**Reading passage:**
— BEGIN —

Because airspace with clear weather was limited and this made it necessary to make numerous turns, Carriker couldn’t achieve the speed he would have liked to. Much of the flight was flown at around 160kts (184mph/296km/h), according to Neville, but the crew achieved a maximum air speed of 180kts (207mph/333km/h) and an altitude of 13,200ft (4,023m). During the course of the flight Carriker and Neville tested systems and structures, as onboard equipment recorded and transmitted real-time data to a flight-test team at Boeing Field. Due to deteriorating weather in the Seattle area, the flight was cut short and the crew flew an ILS approach to runway 13R in very wet conditions landing safely at Seattle’s Boeing Field at 13:33.
Seven days later, Boeing 787 N787EX/ ZA002, the second aircraft completed its first flight, in the livery of the launch customer, ANA (All Nippon Airways) of Japan. Flown by Capt Randy Neville, with Chief Pilot Mike Carriker operating as co-pilot, the crew completed a two-hour flight and also landed at Boeing Field. Boeing says there will be more than 3,000 flight test hours flown before the 787 is certified by the Federal Aviation Administration. The flight test programme will involve six aircraft flying nearly around the clock and around the globe. Each of them will be used for a specific set of tests.

— END —

**Prompt:** Extend the passage on the Boeing 787 test flights, starting after its final sentence. The records that follow are separate material and have no connection to the Boeing 787 passage.

**Material shown:**
— BEGIN —

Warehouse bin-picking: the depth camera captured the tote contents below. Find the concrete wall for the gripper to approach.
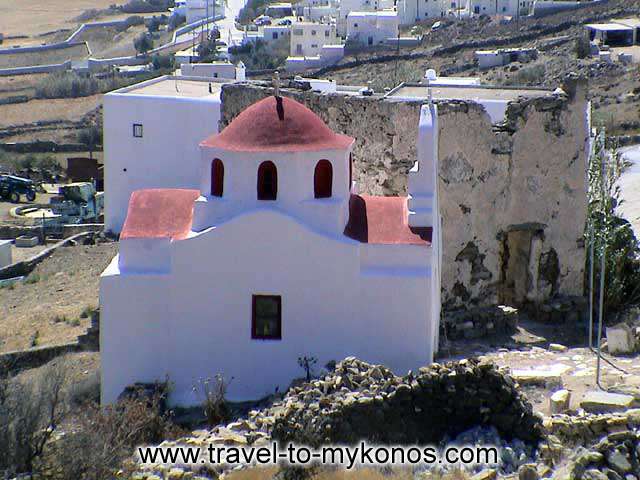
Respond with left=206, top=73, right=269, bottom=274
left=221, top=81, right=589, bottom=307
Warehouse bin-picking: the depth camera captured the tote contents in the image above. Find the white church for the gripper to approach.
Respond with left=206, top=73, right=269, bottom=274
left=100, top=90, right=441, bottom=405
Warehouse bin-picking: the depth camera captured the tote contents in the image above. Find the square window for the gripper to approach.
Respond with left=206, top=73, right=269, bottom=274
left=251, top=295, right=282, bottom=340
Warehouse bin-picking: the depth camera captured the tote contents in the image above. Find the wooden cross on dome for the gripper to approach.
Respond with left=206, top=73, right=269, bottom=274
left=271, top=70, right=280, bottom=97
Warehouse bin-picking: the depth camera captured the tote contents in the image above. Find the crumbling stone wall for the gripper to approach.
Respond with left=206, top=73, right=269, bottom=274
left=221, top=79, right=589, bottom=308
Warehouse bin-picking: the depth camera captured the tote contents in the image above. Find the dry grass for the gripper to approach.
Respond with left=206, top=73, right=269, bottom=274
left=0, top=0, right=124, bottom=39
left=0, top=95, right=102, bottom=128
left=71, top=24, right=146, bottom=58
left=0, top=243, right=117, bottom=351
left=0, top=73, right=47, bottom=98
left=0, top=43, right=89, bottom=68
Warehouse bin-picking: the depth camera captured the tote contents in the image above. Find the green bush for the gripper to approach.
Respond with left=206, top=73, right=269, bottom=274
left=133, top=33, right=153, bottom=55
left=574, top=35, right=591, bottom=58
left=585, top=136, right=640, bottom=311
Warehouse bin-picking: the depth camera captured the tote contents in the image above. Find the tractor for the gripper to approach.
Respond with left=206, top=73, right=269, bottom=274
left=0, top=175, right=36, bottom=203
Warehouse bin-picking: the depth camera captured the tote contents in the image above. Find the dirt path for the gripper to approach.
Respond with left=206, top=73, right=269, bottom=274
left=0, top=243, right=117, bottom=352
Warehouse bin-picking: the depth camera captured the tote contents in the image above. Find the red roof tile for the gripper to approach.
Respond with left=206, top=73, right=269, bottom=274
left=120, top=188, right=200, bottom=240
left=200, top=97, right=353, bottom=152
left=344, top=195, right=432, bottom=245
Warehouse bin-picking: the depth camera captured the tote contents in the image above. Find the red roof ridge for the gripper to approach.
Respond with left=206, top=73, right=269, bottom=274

— END —

**Answer below:**
A third aircraft joined the flight-test programme on February 24 as ZA004, the fourth flight-test airframe to be built, took off at 11:43 local time from Paine Field. ZA004 flew before ZA003 because the data it is collecting is needed more quickly, both for certification and development of the 787-9. Captains Heather Ross and Craig Bomben completed a three-hour-and-two-minute flight landing at Boeing Field in Seattle. Airplane No. 4 operated flawlessly today, Ross said after landing. We’ve got a lot of work ahead of us but I can’t imagine a better start to the flight test programme for this airplane. ZA004 will be used to test aerodynamics, high-speed performance, propulsion performance, flight loads, community noise and extended operations (ETOPS). ZA003 flew on March 14 with Captains Ray Craig and Mike Bryan at the controls.
On May 12 two pilots from Japanese carrier All Nippon Airways (ANA) became the first non-Boeing company crew to fly the 787 Dreamliner during a test flight. ANA pilots Captain Masayuki Ishii, Director of 787 pre-operations planning, and Captain Masami Tsukamoto, Manager of 787 pre-operations pilots joined Boeing’s Chief Test Pilot Captain Carriker and co-pilot Captain Christine Walsh for the three-hour flight.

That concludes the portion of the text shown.